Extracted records
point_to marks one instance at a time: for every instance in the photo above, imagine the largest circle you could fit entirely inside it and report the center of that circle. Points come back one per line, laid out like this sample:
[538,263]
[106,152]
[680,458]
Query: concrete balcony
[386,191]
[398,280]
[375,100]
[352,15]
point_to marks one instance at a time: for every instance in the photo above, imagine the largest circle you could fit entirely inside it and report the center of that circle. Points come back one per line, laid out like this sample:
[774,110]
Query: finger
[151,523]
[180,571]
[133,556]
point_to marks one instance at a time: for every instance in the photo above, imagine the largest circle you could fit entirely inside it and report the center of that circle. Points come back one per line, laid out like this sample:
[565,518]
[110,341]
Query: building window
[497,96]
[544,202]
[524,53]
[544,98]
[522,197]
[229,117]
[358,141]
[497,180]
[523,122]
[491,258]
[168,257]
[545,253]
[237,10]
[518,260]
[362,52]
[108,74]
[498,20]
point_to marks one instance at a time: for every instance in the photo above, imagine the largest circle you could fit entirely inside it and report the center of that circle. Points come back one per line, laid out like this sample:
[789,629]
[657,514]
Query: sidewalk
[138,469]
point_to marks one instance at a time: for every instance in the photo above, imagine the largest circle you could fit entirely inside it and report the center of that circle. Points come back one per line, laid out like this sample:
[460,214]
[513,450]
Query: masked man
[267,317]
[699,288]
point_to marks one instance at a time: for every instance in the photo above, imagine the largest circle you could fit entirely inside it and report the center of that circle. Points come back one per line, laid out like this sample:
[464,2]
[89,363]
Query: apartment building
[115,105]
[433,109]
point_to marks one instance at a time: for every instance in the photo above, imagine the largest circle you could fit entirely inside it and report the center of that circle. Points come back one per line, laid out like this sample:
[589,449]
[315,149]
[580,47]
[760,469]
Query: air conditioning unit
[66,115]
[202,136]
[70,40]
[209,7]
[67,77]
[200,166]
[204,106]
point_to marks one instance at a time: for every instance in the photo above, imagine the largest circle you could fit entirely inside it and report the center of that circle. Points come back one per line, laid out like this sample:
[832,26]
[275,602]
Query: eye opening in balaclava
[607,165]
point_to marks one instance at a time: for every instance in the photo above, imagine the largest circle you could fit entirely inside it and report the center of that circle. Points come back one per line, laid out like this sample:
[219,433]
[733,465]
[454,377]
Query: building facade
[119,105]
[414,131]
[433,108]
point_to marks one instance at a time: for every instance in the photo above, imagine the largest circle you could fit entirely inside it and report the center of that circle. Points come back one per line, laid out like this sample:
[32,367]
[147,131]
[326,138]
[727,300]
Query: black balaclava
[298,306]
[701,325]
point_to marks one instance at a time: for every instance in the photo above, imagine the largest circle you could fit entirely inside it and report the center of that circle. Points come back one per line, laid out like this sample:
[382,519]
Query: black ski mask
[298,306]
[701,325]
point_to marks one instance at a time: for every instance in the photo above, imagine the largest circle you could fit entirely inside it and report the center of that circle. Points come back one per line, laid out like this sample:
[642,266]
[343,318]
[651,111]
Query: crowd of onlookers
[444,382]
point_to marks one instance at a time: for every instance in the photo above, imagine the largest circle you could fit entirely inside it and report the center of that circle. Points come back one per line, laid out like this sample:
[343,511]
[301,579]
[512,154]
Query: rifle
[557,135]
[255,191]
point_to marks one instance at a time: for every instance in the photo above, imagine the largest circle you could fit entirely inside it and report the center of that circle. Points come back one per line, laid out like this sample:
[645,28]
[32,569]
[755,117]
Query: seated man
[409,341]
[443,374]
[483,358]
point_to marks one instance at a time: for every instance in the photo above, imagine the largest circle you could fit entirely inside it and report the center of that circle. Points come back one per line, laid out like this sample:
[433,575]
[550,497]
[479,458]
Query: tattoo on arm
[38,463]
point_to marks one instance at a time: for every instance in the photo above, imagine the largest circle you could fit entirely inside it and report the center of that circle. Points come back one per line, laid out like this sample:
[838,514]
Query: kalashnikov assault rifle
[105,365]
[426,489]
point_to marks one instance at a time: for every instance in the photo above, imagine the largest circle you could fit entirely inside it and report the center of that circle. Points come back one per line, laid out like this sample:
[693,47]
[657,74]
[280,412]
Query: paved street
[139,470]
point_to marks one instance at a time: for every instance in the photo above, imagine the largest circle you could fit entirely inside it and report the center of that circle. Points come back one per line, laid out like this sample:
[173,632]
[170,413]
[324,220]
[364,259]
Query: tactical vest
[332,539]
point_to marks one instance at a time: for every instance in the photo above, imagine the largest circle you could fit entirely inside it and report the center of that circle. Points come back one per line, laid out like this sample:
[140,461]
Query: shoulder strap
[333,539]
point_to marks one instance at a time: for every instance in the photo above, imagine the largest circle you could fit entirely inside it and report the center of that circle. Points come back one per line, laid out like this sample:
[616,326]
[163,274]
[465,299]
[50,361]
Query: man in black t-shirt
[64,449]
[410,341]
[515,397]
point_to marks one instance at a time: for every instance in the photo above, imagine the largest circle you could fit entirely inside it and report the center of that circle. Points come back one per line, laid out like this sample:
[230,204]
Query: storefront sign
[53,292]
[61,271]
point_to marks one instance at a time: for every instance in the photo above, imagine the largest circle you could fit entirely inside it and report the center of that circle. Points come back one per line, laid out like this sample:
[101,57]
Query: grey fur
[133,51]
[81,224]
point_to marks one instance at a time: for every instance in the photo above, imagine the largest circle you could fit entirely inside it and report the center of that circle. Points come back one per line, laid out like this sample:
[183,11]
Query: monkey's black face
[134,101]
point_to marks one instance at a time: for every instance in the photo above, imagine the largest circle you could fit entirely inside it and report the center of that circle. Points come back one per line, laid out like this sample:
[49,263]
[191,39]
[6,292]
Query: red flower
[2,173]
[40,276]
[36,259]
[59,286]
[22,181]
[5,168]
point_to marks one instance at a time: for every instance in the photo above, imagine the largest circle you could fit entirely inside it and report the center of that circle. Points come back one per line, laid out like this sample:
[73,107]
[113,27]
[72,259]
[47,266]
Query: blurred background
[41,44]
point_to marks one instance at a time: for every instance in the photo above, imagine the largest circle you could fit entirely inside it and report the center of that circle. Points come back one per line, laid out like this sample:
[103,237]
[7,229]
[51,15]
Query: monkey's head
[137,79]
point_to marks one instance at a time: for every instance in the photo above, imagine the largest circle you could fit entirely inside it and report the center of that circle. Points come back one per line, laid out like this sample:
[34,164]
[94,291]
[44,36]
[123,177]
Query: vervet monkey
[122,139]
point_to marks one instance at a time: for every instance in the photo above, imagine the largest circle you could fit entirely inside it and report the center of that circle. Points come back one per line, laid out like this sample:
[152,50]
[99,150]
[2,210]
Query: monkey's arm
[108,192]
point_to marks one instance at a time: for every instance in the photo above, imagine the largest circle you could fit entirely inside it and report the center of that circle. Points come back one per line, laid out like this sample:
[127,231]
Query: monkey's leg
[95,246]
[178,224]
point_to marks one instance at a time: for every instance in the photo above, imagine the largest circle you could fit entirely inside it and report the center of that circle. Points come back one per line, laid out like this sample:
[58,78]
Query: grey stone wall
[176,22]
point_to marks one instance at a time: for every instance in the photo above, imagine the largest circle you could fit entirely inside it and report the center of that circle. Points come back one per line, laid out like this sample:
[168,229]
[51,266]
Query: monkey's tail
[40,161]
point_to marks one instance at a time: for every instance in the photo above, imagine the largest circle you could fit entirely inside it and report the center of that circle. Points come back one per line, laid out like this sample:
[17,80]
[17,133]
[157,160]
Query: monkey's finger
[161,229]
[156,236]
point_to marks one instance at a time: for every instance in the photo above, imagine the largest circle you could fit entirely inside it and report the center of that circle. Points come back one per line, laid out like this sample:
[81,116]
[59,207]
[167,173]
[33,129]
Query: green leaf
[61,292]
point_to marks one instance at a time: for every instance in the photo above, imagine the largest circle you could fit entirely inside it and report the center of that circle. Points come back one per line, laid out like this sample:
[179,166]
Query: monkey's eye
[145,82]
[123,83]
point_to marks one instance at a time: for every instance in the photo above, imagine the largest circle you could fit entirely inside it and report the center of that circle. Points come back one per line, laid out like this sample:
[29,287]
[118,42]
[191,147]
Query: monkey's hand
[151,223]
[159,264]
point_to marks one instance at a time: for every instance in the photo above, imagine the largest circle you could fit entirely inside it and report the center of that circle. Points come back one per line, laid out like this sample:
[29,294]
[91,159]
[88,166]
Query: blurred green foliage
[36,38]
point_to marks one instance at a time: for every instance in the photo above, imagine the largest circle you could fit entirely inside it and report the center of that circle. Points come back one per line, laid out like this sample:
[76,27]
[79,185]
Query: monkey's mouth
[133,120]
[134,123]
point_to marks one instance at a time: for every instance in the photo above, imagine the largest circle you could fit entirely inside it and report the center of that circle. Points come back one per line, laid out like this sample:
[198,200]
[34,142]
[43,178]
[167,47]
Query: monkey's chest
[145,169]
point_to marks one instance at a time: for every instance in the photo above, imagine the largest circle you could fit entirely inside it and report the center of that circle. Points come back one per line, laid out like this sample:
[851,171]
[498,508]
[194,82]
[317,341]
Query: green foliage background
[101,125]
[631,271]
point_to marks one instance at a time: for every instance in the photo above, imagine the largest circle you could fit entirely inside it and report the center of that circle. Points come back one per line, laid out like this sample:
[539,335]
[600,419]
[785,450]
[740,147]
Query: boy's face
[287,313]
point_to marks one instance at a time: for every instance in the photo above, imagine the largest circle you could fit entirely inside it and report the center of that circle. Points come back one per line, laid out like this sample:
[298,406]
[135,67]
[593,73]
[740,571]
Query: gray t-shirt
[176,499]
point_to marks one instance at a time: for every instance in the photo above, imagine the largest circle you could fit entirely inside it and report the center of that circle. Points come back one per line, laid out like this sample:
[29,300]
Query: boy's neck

*DO THIS:* Count the lines of the records that contain the string "monkey", treating uppercase and lowercase letters as different, and give only that number.

*WRITTEN RESPONSE:* 11